Source data:
——
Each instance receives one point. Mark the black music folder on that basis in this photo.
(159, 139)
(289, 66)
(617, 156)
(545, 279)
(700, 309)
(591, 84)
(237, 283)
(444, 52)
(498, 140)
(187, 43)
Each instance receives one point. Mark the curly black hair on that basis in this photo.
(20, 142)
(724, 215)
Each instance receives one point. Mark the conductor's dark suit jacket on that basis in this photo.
——
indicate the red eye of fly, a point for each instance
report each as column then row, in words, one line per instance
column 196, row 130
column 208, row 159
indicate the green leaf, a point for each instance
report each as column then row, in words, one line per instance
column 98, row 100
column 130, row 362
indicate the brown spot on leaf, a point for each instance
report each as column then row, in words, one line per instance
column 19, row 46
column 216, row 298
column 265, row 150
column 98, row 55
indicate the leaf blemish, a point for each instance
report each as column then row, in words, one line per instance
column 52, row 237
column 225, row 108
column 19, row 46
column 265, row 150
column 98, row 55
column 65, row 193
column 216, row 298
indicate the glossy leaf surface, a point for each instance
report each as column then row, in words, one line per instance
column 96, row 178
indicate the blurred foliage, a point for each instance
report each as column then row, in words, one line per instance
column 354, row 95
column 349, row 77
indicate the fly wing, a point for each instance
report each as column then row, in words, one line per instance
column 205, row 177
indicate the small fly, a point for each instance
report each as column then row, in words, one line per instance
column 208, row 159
——
WORK TASK:
Every line above in which the word "leaf" occurs is to be copied.

ANSWER:
indicate the green leaf, a point for each instance
indicate the brown spot on leaf, a point for each instance
indicate the leaf blemish, a point for each instance
indicate the glossy leaf surface, a point for each instance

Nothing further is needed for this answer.